>> start Extracted text

Puzzling hard shutdowns

revolink24

Distinguished
May 17, 2007
70
0
18,630
I'm a computer professional, and even I'm a bit stumped by this and the sheer number of things that could be wrong.

Every once in a while (notably, it is easily repeatable by running the digital photo test in PCMark Vantage) my computer completely shuts off. Pressing the power button does nothing, I must first cycle the PSU for it to start again.

Things I have done:

Set the motherboard to optimized defaults.
Messed about a bit with voltages on the CPU and DRAM.
Unplugged all my extra hard drives and CD drive, so only one SATA device was present.

System specs:

AMD Phenom II X6 1090T (3.2 stock reproduces the problem, was at 3.8) (aftermarket cooler, 38C idle)
Gigabyte GA-890FXA-UD5
G.Skill Ripjaws 1333 2x2
Western Digital Green 1.5TB, Partition 0 NTFS system drive, Partition 1 NTFS Files drive
All other hard drives have been unplugged.
Zalman ZM600-HP
Sapphire HD4850, reference.

Haven't yet tried replacing known good anything, I don't have anything to test.

Here's my problem. It could be the PSU, but it seems like that should be fine given the specs. Replacing the GPU with a known good one would upset the PSU balance, and perhaps cause the problem to no longer occur, resulting in me replacing the GPU to no avail. I'm running Memtest86 now. Running single core 3.5 causes an instant reboot, multi core 3.5 does not start, 3.4 currently running. Will update with results.

Will run Prime95 and furmark when this has finished and post results.

Any ideas in the meantime?


 

coldsleep

Distinguished
Dec 18, 2009
2,475
0
19,960
What if you leave it for an hour or two? Do you still need to cycle the PSU?

Aside from the PSU part, it sounds like temperatures. Have you run CPUID (or similar) to monitor the temps while you run PCMark Vantage?

Also, how long are you running the test before it shuts off? Is it within seconds, or a few minutes, or what?

>> end Extracted text
>> start Data entries

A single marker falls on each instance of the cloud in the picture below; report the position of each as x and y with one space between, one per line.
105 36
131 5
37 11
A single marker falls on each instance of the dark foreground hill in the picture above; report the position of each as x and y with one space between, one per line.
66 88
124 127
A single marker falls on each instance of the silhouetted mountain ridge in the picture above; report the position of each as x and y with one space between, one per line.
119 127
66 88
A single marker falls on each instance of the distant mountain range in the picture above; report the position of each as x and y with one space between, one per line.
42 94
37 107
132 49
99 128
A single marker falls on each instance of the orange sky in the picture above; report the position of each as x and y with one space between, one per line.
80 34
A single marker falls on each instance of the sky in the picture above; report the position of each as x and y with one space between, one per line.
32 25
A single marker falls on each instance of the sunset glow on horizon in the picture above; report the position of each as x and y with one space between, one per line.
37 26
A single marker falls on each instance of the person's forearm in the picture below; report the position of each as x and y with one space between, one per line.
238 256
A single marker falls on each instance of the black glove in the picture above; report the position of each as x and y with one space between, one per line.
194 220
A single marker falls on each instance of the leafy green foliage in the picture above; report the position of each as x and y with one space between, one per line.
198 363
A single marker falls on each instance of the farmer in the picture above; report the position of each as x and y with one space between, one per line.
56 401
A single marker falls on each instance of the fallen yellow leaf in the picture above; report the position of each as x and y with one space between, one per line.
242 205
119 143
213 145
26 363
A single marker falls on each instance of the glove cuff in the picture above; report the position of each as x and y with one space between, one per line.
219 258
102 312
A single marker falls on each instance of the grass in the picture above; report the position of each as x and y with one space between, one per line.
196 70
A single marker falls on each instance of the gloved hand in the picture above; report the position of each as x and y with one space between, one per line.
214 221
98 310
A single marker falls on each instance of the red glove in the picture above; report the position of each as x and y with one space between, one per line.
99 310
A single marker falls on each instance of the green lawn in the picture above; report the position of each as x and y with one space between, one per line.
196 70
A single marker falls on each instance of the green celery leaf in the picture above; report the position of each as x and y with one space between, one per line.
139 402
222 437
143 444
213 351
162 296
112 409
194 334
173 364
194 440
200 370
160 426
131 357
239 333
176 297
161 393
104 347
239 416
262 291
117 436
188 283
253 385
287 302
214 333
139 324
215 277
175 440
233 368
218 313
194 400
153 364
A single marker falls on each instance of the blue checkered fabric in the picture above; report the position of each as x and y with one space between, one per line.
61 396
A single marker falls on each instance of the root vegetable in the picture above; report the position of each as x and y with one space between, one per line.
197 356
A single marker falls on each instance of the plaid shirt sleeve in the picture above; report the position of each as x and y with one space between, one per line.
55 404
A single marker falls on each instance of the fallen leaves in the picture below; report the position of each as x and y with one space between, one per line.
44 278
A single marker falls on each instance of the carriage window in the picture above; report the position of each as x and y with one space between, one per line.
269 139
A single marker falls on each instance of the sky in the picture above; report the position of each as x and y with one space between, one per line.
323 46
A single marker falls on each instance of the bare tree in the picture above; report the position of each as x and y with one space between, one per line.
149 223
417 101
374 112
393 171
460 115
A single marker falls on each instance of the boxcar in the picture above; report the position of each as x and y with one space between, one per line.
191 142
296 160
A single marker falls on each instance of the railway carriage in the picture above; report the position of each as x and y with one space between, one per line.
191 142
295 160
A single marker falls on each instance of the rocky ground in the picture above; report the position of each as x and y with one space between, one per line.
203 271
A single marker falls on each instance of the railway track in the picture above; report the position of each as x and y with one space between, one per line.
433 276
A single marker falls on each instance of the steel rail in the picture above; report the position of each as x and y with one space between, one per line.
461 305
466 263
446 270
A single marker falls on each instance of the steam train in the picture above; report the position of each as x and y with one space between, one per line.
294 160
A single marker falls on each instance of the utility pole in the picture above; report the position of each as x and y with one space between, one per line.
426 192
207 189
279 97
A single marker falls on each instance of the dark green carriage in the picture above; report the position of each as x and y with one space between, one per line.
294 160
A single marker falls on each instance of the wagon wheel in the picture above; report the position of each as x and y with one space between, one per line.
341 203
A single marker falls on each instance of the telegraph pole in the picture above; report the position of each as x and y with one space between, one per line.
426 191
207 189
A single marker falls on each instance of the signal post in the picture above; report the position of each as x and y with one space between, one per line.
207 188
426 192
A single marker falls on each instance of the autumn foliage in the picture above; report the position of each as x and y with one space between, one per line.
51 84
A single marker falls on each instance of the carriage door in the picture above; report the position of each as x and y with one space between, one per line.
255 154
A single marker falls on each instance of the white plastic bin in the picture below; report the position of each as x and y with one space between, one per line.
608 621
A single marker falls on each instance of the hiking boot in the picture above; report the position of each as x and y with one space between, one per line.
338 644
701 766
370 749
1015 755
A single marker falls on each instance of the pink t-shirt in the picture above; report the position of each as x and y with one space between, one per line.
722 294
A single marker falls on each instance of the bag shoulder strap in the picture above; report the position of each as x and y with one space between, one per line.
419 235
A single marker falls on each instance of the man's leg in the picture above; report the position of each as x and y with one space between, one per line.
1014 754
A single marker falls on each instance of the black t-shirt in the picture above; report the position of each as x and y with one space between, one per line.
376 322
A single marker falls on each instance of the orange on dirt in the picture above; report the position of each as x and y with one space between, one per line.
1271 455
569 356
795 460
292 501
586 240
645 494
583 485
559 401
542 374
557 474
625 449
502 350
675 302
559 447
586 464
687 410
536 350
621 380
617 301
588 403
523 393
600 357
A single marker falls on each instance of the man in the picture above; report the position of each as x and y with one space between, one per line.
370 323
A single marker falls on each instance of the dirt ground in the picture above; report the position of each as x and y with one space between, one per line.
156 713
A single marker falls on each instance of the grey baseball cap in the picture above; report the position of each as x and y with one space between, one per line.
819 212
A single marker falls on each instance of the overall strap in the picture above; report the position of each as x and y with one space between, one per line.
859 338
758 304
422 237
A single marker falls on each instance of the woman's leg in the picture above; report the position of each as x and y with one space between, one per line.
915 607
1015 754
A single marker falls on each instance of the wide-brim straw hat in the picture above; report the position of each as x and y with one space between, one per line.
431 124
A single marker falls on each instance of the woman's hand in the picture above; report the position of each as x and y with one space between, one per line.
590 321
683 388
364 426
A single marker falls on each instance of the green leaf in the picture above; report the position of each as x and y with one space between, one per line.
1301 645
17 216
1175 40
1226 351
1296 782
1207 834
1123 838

>> end Data entries

Directives:
**1.** In the forum thread on puzzling hard shutdowns, what must be done before the computer will start again after it shuts off?
**2.** Reproduce the passage of the forum thread on hard shutdowns starting at "Zalman ZM600-HP" and ending at "update with results.", swapping "GPU" for "graphics card" throughout.
**3.** Carry on the forum thread about puzzling hard shutdowns from the point where it stops.

The replies:
**1.** The PSU must first be cycled.

**2.**
Zalman ZM600-HP
Sapphire HD4850, reference.

Haven't yet tried replacing known good anything, I don't have anything to test.

Here's my problem. It could be the PSU, but it seems like that should be fine given the specs. Replacing the graphics card with a known good one would upset the PSU balance, and perhaps cause the problem to no longer occur, resulting in me replacing the graphics card to no avail. I'm running Memtest86 now. Running single core 3.5 causes an instant reboot, multi core 3.5 does not start, 3.4 currently running. Will update with results.

**3.**
 

revolink24

Distinguished
May 17, 2007
70
0
18,630
Haven't tried leaving it for an hour or too, too impatient.

My CPU temps are usually quite good - I'm running a Xigmatek HDT-S1283 and stock speeds. My biggest concern is the GPU temperatures - the 4850 is known to be excessively hot and reach temperatures of up to 100C, but on an image manipulation test? Seems like the memory would be at fault on that one.

A thermal shutdown was my first guess, but I'm still uncertain. I'll get CPUZ and GPUZ, run them and monitor the test once memtest finishes - currently at 84% with no errors, so it doesn't seem like I'll get any.
 

revolink24

Distinguished
May 17, 2007
70
0
18,630
Yeah, I just didn't have the time, I'll do that tonight if nothing else happens here and see what happens. The fact that the shutdown happens almost every time makes me think one pass might have shown it if the problem was really there.
 
That sounds like a PSU problem.
How are the fans arranged in your case? Although it is generally better to have more exhaust than intake, too great an imbalance will not allow the PSU to draw enough air to cool itself.
How warm is the air coming out of your PSU? How does your system perform if you leave the side off your case?
 

revolink24

Distinguished
May 17, 2007
70
0
18,630
Same problem with the case panel off, PSU is quite cool, although there's not much fan down there (the PSU itself has a 120mm fan and big ol' heatsink). I've been getting vertical stripes on my monitors too, which could also be either a bad card (overheating or bad GDDR) or a bad PSU.

The thing is that if I replace my 4850 with a card other than a 4850 to test the card then the PSU might suddenly start working fine (lower load) and such. I'm going to put in my OCZ Evostream 720 soon to see if that's any better.

Also, running full load on CPU and GPU does not replicate the problem, so therefore it isn't really related to heat of the GPU/CPU or draw on the PSU.

My case is a P182 with a front intake in front of the upper hard disk bay and exhausts out the top and rear, bottom mounted PSU.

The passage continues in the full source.